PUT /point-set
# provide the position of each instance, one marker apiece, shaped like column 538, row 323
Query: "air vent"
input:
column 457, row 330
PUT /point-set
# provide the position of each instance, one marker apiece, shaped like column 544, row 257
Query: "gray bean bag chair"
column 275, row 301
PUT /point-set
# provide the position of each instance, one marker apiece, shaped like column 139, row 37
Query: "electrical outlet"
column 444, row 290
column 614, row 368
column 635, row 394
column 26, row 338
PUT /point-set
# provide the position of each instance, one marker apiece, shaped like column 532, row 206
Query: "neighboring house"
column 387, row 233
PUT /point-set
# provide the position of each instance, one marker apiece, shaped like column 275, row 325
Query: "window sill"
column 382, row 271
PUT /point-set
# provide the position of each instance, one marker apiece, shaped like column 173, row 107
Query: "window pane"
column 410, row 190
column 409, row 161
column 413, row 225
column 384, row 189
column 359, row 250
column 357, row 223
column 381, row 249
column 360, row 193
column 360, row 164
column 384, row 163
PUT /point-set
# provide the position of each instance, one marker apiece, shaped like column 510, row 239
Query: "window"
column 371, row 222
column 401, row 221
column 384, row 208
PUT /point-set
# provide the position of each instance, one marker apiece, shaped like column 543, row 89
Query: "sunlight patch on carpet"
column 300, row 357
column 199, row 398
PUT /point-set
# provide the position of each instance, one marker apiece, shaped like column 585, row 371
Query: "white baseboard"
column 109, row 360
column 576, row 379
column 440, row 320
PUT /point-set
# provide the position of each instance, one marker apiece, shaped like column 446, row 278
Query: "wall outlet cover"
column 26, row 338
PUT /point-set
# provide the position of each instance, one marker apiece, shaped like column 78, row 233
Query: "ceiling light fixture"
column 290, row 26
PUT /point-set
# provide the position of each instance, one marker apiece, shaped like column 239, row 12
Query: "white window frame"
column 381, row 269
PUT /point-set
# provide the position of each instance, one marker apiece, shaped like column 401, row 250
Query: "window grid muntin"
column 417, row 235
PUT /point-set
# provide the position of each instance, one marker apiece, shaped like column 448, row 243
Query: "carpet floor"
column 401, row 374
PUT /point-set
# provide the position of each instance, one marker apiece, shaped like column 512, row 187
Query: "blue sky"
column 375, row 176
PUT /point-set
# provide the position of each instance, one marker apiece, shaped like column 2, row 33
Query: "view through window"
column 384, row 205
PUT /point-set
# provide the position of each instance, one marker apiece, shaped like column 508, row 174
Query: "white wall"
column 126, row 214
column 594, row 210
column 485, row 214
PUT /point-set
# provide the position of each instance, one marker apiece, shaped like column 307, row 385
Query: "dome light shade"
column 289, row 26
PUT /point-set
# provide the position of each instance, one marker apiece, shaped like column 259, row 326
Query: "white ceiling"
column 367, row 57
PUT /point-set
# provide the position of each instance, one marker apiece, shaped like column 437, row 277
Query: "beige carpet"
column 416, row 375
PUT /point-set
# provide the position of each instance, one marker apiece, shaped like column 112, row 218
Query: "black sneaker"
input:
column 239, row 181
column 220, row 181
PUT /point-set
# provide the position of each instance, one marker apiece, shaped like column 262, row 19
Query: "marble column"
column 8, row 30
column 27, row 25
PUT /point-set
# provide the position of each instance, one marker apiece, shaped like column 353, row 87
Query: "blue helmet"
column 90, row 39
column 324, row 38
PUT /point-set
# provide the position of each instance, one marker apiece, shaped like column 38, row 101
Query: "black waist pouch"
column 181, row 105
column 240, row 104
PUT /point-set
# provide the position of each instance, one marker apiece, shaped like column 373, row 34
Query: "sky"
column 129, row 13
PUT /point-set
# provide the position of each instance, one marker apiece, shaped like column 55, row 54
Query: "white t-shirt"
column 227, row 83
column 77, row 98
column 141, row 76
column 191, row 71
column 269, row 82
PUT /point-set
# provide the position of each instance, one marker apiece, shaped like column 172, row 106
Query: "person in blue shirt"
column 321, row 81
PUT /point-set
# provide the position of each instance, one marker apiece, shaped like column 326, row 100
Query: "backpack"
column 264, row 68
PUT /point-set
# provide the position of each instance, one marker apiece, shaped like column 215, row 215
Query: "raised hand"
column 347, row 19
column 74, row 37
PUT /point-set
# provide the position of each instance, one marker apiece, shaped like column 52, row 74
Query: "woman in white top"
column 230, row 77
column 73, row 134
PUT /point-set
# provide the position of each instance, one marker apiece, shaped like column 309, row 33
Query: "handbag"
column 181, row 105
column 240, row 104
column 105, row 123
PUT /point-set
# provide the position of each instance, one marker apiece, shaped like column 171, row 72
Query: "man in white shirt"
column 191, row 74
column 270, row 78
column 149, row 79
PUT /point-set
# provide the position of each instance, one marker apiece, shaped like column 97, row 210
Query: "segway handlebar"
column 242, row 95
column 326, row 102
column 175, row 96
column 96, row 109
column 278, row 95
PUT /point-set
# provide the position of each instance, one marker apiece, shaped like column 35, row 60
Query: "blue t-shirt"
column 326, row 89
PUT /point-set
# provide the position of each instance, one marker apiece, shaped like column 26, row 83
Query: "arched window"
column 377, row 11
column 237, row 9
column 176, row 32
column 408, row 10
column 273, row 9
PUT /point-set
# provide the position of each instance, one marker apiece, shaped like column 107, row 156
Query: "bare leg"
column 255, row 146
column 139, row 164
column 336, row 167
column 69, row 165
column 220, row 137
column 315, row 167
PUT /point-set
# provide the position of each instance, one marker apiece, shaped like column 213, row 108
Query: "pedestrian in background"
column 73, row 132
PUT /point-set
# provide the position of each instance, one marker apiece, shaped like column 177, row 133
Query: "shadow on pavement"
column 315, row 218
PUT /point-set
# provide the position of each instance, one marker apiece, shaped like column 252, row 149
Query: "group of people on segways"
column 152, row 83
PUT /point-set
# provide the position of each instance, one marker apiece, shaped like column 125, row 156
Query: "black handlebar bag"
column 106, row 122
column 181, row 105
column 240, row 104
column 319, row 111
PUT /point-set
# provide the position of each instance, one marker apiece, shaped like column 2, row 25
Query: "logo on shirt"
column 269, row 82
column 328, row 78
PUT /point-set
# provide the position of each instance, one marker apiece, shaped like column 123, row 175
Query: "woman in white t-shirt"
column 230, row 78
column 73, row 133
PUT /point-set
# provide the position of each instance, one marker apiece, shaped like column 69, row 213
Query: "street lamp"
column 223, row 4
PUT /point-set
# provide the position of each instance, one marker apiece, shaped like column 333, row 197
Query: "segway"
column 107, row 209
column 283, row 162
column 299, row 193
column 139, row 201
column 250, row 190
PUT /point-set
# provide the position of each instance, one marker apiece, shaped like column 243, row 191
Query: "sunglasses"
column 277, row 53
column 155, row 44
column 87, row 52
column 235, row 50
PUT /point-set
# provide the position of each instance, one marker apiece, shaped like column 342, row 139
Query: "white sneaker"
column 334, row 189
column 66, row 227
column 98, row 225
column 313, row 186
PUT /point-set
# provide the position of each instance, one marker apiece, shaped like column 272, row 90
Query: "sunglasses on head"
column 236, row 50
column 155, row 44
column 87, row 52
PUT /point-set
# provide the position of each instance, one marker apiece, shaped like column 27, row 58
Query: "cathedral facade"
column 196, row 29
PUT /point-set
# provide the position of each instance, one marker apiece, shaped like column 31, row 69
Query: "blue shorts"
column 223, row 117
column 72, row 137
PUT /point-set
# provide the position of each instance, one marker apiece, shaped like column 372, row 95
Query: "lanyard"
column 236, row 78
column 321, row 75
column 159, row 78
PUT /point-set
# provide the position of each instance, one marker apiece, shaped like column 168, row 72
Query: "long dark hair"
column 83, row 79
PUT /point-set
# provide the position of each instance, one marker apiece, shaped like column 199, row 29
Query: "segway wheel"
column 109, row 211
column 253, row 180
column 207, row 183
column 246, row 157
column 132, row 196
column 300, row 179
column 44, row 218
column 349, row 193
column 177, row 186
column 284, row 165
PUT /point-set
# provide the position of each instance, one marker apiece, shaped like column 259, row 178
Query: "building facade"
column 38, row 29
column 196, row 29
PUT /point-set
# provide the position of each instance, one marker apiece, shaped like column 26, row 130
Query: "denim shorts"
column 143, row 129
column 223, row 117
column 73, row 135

□ □ □

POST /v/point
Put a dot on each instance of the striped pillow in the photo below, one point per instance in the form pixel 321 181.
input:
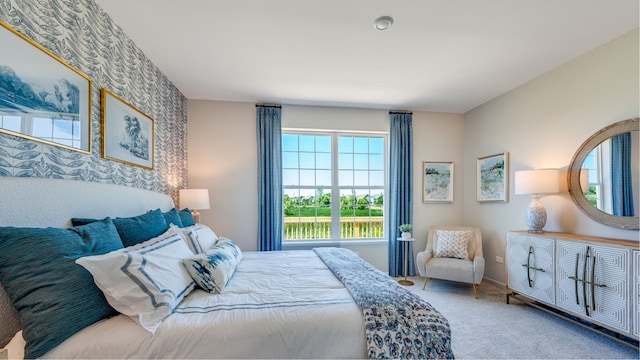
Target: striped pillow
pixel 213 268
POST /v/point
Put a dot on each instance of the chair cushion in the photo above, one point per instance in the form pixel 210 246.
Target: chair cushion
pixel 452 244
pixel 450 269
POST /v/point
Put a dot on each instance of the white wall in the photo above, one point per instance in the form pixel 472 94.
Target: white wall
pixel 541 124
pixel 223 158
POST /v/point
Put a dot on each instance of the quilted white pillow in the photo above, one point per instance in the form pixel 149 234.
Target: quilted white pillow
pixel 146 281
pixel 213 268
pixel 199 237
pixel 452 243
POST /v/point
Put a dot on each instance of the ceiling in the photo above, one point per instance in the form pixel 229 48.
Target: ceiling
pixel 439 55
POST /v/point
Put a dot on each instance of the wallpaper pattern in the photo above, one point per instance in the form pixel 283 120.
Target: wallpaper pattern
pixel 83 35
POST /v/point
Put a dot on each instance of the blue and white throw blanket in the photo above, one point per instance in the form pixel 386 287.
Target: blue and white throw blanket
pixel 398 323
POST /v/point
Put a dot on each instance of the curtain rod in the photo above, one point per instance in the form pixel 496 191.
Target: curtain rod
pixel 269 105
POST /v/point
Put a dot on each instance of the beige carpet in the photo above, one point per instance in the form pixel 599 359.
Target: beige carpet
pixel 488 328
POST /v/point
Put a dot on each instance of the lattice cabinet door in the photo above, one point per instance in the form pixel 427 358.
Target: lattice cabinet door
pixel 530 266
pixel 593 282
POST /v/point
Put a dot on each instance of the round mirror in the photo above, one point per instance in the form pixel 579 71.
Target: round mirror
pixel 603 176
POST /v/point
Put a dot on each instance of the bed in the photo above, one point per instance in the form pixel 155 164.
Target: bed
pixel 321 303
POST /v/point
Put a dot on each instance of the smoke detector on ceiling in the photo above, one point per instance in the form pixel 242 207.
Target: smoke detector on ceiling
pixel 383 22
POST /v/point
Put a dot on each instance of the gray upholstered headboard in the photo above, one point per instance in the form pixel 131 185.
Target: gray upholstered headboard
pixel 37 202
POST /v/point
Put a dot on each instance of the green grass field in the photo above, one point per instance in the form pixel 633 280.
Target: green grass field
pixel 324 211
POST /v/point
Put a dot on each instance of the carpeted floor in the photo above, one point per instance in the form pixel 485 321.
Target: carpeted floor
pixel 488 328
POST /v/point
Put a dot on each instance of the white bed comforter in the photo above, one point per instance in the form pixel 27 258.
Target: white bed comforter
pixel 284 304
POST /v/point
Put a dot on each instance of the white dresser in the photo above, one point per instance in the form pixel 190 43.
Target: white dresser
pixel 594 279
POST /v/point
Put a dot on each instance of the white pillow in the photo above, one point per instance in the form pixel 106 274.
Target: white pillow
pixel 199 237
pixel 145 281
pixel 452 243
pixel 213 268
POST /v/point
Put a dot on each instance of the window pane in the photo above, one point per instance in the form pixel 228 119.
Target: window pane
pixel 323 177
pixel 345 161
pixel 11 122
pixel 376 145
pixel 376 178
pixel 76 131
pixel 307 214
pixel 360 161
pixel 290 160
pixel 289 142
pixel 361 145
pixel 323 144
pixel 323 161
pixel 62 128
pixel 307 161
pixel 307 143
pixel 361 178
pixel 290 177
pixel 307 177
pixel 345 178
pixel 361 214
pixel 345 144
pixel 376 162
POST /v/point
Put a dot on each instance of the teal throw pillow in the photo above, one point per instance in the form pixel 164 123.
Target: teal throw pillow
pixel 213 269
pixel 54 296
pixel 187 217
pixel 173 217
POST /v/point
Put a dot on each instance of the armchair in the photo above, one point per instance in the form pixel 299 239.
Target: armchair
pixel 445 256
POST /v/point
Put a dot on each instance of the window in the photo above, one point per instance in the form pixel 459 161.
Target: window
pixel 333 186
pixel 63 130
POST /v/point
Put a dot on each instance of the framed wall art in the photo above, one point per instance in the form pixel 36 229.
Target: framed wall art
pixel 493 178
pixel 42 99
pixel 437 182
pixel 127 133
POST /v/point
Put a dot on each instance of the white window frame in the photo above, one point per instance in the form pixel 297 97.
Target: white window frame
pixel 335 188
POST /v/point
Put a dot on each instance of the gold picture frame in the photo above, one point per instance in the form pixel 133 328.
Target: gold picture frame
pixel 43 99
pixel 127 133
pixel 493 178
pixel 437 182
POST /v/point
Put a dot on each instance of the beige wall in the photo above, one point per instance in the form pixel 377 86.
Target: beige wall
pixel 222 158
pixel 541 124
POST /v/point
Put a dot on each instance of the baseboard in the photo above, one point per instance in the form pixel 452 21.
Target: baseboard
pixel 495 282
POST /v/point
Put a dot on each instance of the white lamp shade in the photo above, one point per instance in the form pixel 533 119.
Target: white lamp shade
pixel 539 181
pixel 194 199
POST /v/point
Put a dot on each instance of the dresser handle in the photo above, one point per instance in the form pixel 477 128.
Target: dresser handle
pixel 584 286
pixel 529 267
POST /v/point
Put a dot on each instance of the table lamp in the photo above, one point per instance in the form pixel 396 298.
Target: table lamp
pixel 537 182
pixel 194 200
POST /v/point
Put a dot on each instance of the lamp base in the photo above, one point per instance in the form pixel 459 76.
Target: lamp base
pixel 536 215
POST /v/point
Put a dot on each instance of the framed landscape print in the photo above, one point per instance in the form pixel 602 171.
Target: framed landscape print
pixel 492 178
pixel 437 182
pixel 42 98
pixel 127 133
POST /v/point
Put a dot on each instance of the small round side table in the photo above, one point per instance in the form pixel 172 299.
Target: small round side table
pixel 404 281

□ □ □

Required work. Locate every line in the material above that contains the word "beige", and copy each such line in full.

Worked answer.
Query: "beige carpet"
Put a dot on each instance of the beige carpet in the photo above, one point per instance in the form pixel 599 359.
Target: beige carpet
Put a dot on each instance of the beige wall in the photo above, one point per instance in the form pixel 377 86.
Target: beige wall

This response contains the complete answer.